◆ **DATA TO USE**:
########

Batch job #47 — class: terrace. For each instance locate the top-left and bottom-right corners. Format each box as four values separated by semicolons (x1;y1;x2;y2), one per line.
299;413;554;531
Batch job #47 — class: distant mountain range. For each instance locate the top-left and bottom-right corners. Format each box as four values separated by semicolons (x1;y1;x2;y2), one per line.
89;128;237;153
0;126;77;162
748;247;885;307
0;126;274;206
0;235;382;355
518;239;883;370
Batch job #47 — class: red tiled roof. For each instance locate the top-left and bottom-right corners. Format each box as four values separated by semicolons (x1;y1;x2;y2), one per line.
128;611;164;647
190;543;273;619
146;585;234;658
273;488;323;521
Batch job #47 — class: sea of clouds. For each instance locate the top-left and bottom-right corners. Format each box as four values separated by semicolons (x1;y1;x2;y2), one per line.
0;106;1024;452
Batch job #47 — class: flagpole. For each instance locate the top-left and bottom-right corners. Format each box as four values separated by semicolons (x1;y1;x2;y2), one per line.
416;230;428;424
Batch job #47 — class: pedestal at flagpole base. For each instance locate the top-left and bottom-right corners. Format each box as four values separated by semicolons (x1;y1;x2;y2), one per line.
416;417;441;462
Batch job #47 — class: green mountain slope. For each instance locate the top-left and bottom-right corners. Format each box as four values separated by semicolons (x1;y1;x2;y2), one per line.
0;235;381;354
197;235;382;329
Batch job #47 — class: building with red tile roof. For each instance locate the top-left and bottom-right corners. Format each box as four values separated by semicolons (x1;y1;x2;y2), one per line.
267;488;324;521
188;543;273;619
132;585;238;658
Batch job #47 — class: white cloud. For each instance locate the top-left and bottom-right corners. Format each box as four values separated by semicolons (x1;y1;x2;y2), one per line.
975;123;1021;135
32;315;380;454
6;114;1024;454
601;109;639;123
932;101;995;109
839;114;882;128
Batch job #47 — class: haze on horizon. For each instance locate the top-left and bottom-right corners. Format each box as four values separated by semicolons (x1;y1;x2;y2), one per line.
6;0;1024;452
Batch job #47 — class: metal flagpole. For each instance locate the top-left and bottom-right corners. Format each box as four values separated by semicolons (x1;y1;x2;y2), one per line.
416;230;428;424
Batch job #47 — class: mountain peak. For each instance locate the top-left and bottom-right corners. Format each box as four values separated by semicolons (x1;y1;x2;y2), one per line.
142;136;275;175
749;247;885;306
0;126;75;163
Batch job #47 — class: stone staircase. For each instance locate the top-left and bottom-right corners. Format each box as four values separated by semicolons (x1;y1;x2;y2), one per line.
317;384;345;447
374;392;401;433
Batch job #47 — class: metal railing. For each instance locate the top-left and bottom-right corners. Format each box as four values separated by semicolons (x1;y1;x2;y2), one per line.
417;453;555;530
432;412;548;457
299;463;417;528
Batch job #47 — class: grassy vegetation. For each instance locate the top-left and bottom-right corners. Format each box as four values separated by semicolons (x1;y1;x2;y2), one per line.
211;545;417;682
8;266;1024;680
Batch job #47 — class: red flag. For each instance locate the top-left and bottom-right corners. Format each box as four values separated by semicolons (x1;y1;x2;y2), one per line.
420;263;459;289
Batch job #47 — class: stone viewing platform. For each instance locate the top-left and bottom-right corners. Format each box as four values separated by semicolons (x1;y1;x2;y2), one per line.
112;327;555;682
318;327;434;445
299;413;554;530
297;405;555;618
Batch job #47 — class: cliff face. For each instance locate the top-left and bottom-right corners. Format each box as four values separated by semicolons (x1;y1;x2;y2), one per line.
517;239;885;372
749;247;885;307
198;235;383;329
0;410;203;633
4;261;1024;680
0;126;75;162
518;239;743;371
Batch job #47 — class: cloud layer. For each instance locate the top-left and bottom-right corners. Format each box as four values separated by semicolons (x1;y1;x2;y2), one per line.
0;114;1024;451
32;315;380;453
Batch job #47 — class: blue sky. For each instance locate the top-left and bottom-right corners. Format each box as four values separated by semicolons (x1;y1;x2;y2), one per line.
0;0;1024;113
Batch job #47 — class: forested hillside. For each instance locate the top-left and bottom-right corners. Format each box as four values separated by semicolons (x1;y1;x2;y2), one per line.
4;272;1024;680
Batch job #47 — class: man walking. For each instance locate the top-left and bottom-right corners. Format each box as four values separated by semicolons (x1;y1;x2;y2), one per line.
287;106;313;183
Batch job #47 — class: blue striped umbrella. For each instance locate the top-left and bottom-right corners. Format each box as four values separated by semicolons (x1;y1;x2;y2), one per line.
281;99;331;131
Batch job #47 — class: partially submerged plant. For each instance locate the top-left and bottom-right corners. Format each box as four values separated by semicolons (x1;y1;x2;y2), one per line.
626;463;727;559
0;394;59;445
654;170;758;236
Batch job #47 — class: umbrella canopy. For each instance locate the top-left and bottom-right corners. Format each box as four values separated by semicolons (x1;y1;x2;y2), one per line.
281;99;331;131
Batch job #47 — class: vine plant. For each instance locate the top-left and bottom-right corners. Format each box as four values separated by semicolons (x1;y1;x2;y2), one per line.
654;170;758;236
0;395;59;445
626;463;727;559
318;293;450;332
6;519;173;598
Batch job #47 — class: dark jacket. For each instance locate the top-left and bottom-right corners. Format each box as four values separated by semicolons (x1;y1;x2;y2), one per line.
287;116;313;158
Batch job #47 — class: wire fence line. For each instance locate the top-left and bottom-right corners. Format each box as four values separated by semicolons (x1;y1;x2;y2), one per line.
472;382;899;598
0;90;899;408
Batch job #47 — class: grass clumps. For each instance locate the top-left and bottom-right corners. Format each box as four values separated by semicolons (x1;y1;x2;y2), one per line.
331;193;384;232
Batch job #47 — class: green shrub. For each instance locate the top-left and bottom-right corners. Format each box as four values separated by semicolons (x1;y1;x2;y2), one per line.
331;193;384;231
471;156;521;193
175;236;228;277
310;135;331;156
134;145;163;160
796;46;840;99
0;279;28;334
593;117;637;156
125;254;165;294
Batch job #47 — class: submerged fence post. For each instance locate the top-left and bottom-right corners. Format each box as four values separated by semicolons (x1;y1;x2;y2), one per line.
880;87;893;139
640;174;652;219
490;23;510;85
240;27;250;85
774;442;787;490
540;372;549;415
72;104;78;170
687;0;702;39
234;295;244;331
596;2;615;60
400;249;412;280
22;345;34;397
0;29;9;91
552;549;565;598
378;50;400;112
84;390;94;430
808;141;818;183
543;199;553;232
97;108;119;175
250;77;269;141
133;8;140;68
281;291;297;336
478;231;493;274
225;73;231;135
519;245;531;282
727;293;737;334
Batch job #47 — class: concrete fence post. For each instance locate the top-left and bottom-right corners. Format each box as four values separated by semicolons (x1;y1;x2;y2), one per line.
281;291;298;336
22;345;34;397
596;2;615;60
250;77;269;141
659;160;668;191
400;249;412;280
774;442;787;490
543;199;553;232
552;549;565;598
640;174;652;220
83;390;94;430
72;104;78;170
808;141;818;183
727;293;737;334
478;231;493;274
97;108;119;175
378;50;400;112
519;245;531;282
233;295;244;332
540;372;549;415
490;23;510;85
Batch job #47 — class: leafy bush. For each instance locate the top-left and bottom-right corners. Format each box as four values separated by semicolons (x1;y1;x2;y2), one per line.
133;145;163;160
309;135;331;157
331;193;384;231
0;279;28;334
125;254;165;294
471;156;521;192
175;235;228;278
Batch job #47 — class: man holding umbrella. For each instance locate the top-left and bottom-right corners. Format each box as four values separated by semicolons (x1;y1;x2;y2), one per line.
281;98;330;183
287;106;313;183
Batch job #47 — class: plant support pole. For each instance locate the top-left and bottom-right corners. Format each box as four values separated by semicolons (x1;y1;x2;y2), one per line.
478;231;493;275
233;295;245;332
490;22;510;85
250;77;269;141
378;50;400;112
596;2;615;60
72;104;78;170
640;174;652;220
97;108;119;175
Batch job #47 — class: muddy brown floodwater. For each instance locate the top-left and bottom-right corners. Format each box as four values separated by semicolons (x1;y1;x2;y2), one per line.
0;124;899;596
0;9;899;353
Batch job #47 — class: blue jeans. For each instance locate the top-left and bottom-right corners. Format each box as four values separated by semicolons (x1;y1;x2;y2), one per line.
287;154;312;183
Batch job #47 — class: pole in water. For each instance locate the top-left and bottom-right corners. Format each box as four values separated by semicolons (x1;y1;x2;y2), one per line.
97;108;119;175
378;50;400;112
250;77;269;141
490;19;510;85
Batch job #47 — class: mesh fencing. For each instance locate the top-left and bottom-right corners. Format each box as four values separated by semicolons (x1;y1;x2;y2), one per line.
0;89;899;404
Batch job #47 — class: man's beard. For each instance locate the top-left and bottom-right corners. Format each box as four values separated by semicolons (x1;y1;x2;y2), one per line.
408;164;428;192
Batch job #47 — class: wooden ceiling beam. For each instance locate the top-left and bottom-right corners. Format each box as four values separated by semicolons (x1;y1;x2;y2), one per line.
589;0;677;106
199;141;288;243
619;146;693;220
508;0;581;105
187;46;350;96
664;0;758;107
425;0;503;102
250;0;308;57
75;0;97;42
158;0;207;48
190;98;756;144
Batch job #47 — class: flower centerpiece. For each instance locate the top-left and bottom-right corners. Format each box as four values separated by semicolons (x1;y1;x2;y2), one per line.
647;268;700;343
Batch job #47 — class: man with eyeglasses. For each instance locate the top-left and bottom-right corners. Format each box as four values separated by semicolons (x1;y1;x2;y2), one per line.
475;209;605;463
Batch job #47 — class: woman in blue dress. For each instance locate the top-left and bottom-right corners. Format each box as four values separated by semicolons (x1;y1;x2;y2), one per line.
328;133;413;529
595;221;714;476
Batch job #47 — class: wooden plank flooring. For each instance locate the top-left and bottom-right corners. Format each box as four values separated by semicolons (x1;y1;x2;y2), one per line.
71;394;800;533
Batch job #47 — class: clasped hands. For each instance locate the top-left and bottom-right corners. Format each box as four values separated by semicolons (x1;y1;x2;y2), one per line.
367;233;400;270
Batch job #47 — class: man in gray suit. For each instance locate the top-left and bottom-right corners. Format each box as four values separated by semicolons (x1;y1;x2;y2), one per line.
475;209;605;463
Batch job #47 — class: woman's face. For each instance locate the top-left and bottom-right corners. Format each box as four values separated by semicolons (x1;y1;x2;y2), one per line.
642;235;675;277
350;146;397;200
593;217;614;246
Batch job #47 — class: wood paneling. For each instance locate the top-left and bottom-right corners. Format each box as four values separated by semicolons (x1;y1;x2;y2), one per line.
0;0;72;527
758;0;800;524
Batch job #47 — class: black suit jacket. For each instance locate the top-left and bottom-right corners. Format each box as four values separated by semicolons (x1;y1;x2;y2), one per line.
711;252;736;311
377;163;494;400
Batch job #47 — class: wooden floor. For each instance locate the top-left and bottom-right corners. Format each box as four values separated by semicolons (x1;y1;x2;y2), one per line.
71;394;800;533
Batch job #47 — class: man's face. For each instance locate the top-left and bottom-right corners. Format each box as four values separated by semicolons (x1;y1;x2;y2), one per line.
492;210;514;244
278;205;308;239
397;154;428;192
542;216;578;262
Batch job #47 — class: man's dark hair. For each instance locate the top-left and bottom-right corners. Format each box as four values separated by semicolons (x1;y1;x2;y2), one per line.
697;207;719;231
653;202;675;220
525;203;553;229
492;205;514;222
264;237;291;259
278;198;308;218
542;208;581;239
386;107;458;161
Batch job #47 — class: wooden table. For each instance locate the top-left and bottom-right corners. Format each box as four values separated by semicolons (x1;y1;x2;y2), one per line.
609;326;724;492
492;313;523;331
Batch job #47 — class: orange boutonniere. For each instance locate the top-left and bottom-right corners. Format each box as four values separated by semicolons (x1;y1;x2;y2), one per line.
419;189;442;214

########

◆ **PROBLEM DESCRIPTION**:
Can you repeat the stretch of the listing from the line containing "Batch job #47 — class: grass clumps." through the line containing "331;193;384;232", substituting "tufts of grass" for "grass clumps" and keeping everything else the same?

◆ **FINISHED ANSWER**:
Batch job #47 — class: tufts of grass. For each instance locate the top-left and bottom-right corners. Format each box as four values separated by semicolons (x1;y1;x2;y2), one per line.
331;193;384;232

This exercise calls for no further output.